→ Brief
All of the entries are to be printed exactly as they appear.

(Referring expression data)
⟨
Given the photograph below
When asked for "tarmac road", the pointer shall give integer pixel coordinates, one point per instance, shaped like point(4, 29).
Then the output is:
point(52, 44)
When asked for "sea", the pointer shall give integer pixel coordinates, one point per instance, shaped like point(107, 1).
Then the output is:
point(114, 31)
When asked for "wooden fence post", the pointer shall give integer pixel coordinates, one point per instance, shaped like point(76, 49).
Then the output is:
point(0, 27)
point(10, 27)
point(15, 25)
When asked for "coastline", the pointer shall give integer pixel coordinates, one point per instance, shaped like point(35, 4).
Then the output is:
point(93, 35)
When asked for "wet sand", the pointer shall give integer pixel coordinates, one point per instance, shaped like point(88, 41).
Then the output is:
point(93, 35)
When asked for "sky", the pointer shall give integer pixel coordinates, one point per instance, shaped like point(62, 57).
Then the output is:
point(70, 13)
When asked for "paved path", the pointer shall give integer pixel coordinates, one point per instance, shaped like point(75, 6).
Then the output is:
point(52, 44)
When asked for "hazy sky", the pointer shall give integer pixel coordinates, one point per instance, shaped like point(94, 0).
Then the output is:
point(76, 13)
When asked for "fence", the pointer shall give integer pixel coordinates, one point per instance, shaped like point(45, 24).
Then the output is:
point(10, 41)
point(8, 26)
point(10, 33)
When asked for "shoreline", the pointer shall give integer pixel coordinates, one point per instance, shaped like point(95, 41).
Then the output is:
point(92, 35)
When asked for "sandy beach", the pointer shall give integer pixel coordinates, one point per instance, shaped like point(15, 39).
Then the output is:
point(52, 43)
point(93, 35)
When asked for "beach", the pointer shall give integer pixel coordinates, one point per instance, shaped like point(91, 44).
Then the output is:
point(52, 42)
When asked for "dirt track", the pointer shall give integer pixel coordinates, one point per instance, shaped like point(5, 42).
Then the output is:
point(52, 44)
⟩
→ Result below
Given the photograph below
When asked for "tarmac road", the pointer shall give integer pixel coordinates, one point per instance, shaped like point(4, 29).
Then the output is:
point(52, 44)
When asked for "sea", the pointer shall give integer pixel coordinates, one point per instance, shaped like point(107, 1).
Then the output is:
point(114, 31)
When asked for "wooden fence post", the pointer shall give integer pixel coordinates, one point per instance, shaped like point(76, 49).
Then the output is:
point(0, 27)
point(10, 27)
point(15, 25)
When asked for "coastline", the pointer shall give integer pixel coordinates, one point per instance, shaped like point(35, 4).
Then the output is:
point(93, 35)
When asked for "wet sand", the pointer shall give integer pixel coordinates, one point per instance, shaped like point(88, 41).
Then the output is:
point(93, 35)
When asked for "sky", the pointer shall give integer pixel coordinates, one point per instance, shaped like point(62, 57).
Then the output is:
point(70, 13)
When asked for "paved path", the pointer shall give integer pixel coordinates, one point per instance, shaped like point(75, 6).
Then the output is:
point(52, 44)
When asked for "hazy sky", the pointer shall give integer pixel coordinates, one point per instance, shaped like point(94, 0).
Then the output is:
point(76, 13)
When asked for "fence", the pointer shall give integer pixel coordinates, one point per instance, shaped like point(45, 24).
Then the output is:
point(10, 41)
point(8, 26)
point(10, 33)
When asked for "shoreline", the pointer shall give integer pixel coordinates, one point per instance, shaped like point(95, 41).
Then the output is:
point(92, 35)
When asked for "sandy beach", the pointer shall give integer pixel coordinates, one point per instance, shaped like point(15, 39).
Then the output is:
point(52, 43)
point(93, 35)
When asked for "beach", the pointer shall give integer pixel coordinates, one point per instance, shaped like point(91, 44).
Then the output is:
point(52, 42)
When asked for "dirt track", the pointer shall give integer pixel coordinates, one point per instance, shaped like point(5, 42).
Then the output is:
point(52, 44)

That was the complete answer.